** begin **
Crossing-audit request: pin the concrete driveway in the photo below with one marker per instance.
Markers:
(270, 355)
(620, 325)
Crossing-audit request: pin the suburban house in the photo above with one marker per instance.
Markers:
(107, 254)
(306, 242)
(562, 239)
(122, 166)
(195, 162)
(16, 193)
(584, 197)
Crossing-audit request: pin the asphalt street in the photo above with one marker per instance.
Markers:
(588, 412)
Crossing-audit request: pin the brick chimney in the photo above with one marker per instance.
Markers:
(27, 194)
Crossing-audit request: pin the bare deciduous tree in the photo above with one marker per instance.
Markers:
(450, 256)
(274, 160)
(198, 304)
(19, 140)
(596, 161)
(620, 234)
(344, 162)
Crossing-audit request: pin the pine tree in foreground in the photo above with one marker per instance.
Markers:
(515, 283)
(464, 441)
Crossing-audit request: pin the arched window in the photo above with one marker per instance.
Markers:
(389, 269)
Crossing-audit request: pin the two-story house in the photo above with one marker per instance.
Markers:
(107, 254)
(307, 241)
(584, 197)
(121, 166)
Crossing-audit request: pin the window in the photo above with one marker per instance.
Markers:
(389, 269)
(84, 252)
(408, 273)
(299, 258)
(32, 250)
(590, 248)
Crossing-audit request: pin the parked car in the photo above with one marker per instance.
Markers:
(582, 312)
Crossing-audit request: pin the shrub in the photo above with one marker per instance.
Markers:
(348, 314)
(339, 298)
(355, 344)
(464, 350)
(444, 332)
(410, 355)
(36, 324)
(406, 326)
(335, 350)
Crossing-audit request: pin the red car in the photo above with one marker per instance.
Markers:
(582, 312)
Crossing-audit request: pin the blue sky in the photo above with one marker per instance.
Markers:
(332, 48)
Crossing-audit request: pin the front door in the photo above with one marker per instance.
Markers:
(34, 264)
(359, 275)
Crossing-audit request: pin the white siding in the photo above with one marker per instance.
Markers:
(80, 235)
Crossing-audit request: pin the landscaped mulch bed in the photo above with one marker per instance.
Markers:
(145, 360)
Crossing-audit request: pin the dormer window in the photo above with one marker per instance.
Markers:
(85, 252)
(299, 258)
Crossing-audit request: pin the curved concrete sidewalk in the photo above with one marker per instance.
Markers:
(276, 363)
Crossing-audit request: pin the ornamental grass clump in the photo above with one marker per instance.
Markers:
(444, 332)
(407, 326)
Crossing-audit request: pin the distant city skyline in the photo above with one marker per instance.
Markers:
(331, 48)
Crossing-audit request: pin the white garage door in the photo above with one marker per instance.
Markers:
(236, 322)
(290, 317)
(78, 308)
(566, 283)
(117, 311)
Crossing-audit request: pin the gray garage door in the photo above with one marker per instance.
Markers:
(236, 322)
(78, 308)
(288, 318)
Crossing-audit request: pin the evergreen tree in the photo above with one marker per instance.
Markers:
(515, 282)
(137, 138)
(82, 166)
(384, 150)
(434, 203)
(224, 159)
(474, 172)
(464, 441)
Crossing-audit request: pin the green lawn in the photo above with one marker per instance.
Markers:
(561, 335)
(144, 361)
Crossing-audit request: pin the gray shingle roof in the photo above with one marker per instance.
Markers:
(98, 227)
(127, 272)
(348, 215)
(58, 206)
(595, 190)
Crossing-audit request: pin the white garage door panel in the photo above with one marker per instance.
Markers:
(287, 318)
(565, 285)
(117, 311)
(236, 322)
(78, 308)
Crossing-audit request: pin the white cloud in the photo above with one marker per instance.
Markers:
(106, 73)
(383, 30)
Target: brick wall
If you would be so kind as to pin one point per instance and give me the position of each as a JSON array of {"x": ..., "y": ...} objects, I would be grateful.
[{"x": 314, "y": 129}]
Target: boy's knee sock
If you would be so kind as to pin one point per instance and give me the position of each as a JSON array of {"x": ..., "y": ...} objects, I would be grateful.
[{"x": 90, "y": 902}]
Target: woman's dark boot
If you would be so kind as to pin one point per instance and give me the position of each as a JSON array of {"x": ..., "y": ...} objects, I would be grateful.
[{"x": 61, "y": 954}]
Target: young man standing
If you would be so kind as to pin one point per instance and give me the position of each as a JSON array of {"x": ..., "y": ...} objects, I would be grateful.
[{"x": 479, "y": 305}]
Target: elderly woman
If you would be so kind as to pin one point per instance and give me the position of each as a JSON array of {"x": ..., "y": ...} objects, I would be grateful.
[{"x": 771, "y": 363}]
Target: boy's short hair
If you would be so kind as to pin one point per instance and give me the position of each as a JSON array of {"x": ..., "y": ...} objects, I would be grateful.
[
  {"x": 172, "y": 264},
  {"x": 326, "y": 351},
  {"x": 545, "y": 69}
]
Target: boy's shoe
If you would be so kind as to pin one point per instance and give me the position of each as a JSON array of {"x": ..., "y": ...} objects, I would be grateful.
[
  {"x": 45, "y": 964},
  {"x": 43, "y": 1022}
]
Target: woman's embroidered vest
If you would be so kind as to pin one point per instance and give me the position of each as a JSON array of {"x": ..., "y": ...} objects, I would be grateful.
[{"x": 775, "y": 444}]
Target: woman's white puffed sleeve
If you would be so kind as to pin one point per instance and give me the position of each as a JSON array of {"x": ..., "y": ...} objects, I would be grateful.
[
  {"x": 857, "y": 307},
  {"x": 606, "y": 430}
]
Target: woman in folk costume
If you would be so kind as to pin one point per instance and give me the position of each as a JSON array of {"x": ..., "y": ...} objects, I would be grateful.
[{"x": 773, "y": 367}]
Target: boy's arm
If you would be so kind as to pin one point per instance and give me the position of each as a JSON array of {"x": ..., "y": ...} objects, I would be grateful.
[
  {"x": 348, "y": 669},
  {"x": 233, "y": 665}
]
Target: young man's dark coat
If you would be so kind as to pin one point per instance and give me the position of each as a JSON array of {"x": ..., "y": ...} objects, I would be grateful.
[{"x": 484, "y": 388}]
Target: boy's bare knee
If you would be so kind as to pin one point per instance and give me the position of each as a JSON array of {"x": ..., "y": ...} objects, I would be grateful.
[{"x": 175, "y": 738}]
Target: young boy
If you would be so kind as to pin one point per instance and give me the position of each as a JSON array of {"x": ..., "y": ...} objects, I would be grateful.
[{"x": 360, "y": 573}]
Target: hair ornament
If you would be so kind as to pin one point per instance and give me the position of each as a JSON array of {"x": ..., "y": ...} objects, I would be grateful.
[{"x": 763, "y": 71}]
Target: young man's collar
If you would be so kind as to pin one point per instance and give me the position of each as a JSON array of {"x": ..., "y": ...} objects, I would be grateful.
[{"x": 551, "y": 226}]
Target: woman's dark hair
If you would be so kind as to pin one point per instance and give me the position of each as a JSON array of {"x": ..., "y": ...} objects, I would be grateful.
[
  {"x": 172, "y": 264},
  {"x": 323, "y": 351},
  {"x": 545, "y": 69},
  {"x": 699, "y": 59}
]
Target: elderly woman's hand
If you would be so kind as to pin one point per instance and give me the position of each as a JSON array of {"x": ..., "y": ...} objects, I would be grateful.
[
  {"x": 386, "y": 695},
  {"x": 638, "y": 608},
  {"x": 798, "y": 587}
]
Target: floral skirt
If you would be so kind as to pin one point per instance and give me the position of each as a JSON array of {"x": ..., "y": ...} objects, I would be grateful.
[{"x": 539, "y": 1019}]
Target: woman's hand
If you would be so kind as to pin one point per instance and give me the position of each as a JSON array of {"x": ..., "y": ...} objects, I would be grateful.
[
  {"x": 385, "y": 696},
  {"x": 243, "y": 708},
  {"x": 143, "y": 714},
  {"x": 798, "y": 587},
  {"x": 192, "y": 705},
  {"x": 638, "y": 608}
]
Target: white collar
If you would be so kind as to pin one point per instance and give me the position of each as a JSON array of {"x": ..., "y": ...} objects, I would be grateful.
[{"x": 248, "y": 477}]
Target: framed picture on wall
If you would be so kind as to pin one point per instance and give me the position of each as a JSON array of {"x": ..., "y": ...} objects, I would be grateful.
** end **
Repeat exactly the lines from the one containing "Target: boy's bare knee" through the last line of the records above, both included, and nothing else.

Target: boy's bare knee
If you would be so kind as to pin one point per instance and give me the position of each as a JSON array of {"x": ..., "y": ...} objects, I would be grateful.
[{"x": 175, "y": 738}]
Target: young boy
If you would be so kind as to pin one point per instance and give me the position of each as a JSON array of {"x": ..., "y": ...} objects, I would be grateful.
[{"x": 360, "y": 573}]
Target: hair ornament
If you would be so kind as to pin one point per instance and give me the position of each as a JSON array of {"x": ..., "y": ...} objects, I would be grateful.
[{"x": 763, "y": 71}]
Target: young man's collar
If you would be so kind as to pin one point per instance and give me the position of each as a JSON array of {"x": ..., "y": ...} objects, I would be grateful.
[{"x": 551, "y": 226}]
Target: woman's dark hair
If you would be so kind as to pin one point per instance and give me the position of each as a JSON array of {"x": ..., "y": ...} objects, I would be grateful.
[
  {"x": 172, "y": 264},
  {"x": 323, "y": 351},
  {"x": 545, "y": 69},
  {"x": 699, "y": 59}
]
Target: elderly woman's hand
If you would be so kind as to pin one point per instance and give me the position of each as a JSON array of {"x": ..., "y": ...} objects, I would be grateful.
[
  {"x": 386, "y": 695},
  {"x": 638, "y": 608},
  {"x": 798, "y": 587}
]
Target: floral skirt
If you would be so kind as to pin one point per instance and give me the position of each as a JSON array of {"x": ..., "y": ...} objects, I would be grateful.
[{"x": 539, "y": 1019}]
Target: woman's hand
If you would be so kind as to pin one point per instance and give me the position of each as a JSON array of {"x": ..., "y": ...} objects, I would be grateful.
[
  {"x": 385, "y": 696},
  {"x": 243, "y": 708},
  {"x": 143, "y": 714},
  {"x": 798, "y": 587},
  {"x": 192, "y": 705},
  {"x": 638, "y": 608}
]
Target: white collar
If you would be so kind as to pin one point per instance and give me the position of each as a JSON array of {"x": ..., "y": ...} objects, I would be grateful.
[{"x": 248, "y": 477}]
Target: framed picture on wall
If you would be so kind as to pin one point per instance and give me the position of each as a JSON array of {"x": ..., "y": ...} objects, I would be grateful.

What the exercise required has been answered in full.